B. L. Worth, cité in Chinois mode d’emploi, de Joël Bellassen, Tching Kaneshika et Zhang Zujian, You Feng, 1996, p.4

Un de mes élèves butait constamment sur certains points de grammaire anglaise.

Je le vois cette semaine, tout content, me montrant une rédaction en anglais. La note, 9/20, ne justifiait pas la joie exprimée. Mais c’est que Wilhelm, pour cette rédaction en anglais, avait donné libre cours à son imagination sur le thème imposé : l’abdication de la Reine Élisabeth et la disparition de la monarchie.

Le professeur considéra sa rédaction comme bonne, et vraisemblablement accorda un 9, juste en dessous la moyenne, la seule qui puisse récompenser l’effort d’imagination malgré les nombreuses fautes grammaticales.

Wilhelm tint absolument à me faire lire son devoir : ce que je fis non sans rire de voir cette imagination riche.

« Quel dommage que la grammaire ne soit pas maîtrisée » fut notre constatation commune, en notant qu’une meilleure grammaire donnerait d’excellentes notes et un plaisir plus grand.

Nous travaillâmes donc ensemble un point de grammaire important : la construction des temps anglais. Je lui demandai de m’écrire les temps qu’il connaissait avec le verbe de son choix (sauf être et avoir, nous changeâmes ensuite de verbe car il avait choisi un verbe qui ne supporte pas de forme progressive).

A partir des temps connus (dont certains avec une construction fausse), je lui demandai de faire des observations (tout ce qu’il était capable de dire pour faire une synthèse) puis de trouver des règles de formation des temps (soit une démarche grammaticale).

Agréable surprise : un des premiers résultats de cette auto-analyse fut l’auto-correction des constructions fausses, de son propre chef.

VOTRE TÂCHE |
Répondez, s'il vous plaît, à ces questions sur l'extrait :
1. Quelle note Wilhelm a-t-il obtenue pour sa rédaction en anglais ?
2. Quel était le thème imposé de cette rédaction ?
3. Sur quel point de grammaire Wilhelm et son interlocuteur ont-ils travaillé ensemble ?
Ce matériel n'est pas utile pour l'exercice.

Entrées d'annotation de formes:
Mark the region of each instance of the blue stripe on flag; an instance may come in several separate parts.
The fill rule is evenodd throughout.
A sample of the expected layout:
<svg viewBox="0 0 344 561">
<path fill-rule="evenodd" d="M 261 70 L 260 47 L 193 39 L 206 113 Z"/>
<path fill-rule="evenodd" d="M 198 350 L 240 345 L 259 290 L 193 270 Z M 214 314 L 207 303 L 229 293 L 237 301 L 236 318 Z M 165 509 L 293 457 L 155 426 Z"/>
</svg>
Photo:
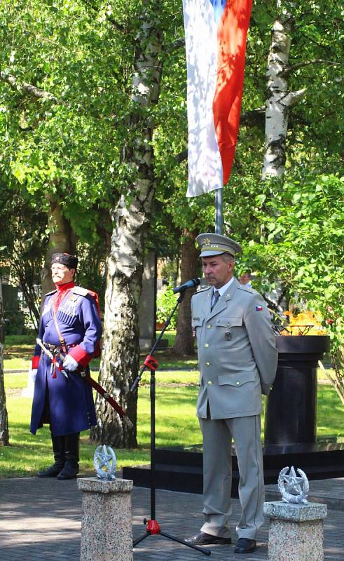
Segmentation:
<svg viewBox="0 0 344 561">
<path fill-rule="evenodd" d="M 223 13 L 227 0 L 210 0 L 210 3 L 214 8 L 214 19 L 217 23 Z"/>
</svg>

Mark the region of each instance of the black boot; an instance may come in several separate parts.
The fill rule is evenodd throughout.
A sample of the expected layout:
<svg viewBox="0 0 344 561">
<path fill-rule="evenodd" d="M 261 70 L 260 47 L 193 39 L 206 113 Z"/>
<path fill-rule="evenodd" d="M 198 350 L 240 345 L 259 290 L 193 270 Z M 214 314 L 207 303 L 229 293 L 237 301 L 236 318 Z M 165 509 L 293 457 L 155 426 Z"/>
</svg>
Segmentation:
<svg viewBox="0 0 344 561">
<path fill-rule="evenodd" d="M 66 461 L 57 479 L 74 479 L 79 471 L 79 434 L 67 434 L 65 435 Z"/>
<path fill-rule="evenodd" d="M 64 456 L 64 436 L 53 436 L 51 435 L 53 450 L 54 452 L 55 464 L 49 468 L 39 471 L 39 478 L 55 478 L 64 466 L 66 458 Z"/>
</svg>

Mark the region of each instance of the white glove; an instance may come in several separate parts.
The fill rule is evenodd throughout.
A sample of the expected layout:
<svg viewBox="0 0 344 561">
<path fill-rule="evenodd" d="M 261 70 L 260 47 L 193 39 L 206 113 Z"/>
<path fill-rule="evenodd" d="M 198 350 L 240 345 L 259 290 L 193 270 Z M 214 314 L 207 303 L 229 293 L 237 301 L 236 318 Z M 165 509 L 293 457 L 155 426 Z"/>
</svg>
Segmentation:
<svg viewBox="0 0 344 561">
<path fill-rule="evenodd" d="M 37 368 L 32 368 L 31 365 L 29 368 L 29 379 L 32 384 L 36 381 L 36 377 L 37 376 Z"/>
<path fill-rule="evenodd" d="M 78 363 L 77 363 L 75 358 L 73 358 L 73 357 L 70 355 L 67 355 L 63 361 L 64 367 L 66 369 L 66 370 L 69 370 L 70 372 L 73 372 L 74 370 L 76 370 L 78 365 Z"/>
</svg>

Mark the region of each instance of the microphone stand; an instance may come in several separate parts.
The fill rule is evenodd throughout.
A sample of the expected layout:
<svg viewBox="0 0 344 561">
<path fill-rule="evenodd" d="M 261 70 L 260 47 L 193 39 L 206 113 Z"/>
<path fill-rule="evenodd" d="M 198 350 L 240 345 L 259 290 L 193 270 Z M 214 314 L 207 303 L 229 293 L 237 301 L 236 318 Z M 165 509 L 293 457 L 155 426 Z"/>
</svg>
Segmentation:
<svg viewBox="0 0 344 561">
<path fill-rule="evenodd" d="M 188 543 L 183 539 L 180 539 L 179 538 L 176 537 L 175 536 L 172 536 L 170 534 L 167 534 L 165 532 L 162 532 L 160 529 L 160 527 L 158 522 L 158 520 L 156 520 L 156 370 L 158 368 L 158 363 L 155 358 L 153 358 L 153 355 L 154 354 L 156 348 L 159 344 L 160 340 L 161 339 L 165 331 L 166 330 L 167 327 L 170 325 L 171 323 L 171 318 L 173 316 L 175 311 L 177 310 L 179 304 L 183 301 L 184 297 L 185 296 L 185 291 L 186 290 L 186 287 L 183 291 L 181 291 L 179 294 L 179 297 L 177 300 L 176 305 L 174 306 L 172 313 L 168 316 L 167 319 L 166 320 L 165 325 L 161 330 L 161 332 L 156 339 L 156 342 L 154 343 L 153 347 L 151 349 L 151 351 L 149 355 L 145 358 L 144 364 L 141 367 L 140 371 L 134 381 L 132 387 L 130 388 L 130 391 L 132 393 L 135 391 L 136 388 L 137 387 L 141 377 L 146 370 L 146 368 L 149 368 L 151 371 L 151 382 L 150 382 L 150 396 L 151 396 L 151 519 L 147 520 L 146 518 L 144 519 L 144 524 L 146 525 L 146 532 L 140 536 L 139 538 L 137 538 L 133 541 L 133 546 L 135 547 L 140 541 L 142 541 L 146 538 L 148 538 L 149 536 L 154 536 L 154 535 L 160 535 L 163 536 L 165 538 L 168 538 L 169 539 L 172 539 L 174 541 L 177 541 L 179 543 L 181 543 L 183 546 L 187 546 L 189 548 L 192 548 L 192 549 L 195 549 L 197 551 L 200 551 L 201 553 L 204 553 L 205 555 L 210 555 L 211 551 L 209 549 L 201 549 L 200 548 L 198 547 L 197 546 L 194 546 L 192 543 Z"/>
</svg>

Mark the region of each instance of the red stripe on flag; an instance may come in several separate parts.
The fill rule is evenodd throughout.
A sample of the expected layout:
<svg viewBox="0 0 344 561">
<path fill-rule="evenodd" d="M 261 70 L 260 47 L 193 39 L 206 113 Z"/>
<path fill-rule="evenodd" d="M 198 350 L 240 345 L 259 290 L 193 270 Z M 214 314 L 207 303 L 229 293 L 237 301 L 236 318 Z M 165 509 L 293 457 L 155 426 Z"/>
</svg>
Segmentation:
<svg viewBox="0 0 344 561">
<path fill-rule="evenodd" d="M 214 123 L 223 168 L 231 175 L 240 118 L 246 36 L 252 0 L 228 1 L 217 32 L 218 70 L 213 101 Z"/>
</svg>

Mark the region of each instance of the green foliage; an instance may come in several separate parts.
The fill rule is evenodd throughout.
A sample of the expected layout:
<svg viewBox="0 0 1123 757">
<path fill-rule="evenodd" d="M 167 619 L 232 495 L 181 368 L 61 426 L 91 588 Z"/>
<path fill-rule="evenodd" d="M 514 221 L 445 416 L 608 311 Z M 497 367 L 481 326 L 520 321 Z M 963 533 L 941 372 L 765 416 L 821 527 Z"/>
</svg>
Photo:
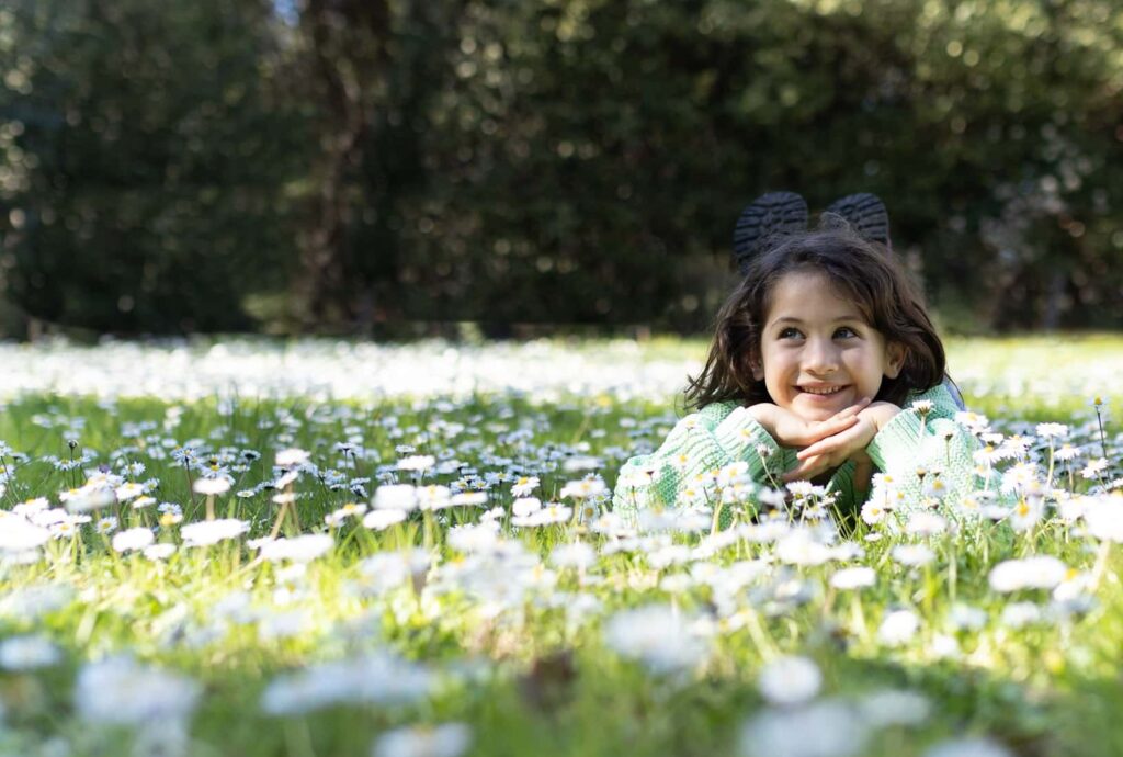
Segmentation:
<svg viewBox="0 0 1123 757">
<path fill-rule="evenodd" d="M 268 2 L 0 11 L 7 297 L 95 330 L 249 326 L 239 297 L 292 256 L 304 138 L 272 24 Z"/>
<path fill-rule="evenodd" d="M 795 189 L 884 197 L 956 328 L 1123 322 L 1108 0 L 295 8 L 0 13 L 8 297 L 134 330 L 268 292 L 313 328 L 699 329 L 739 210 Z"/>
</svg>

RÉPONSE |
1. 9/20.
2. L'abdication de la Reine Élisabeth et la disparition de la monarchie.
3. La construction des temps anglais.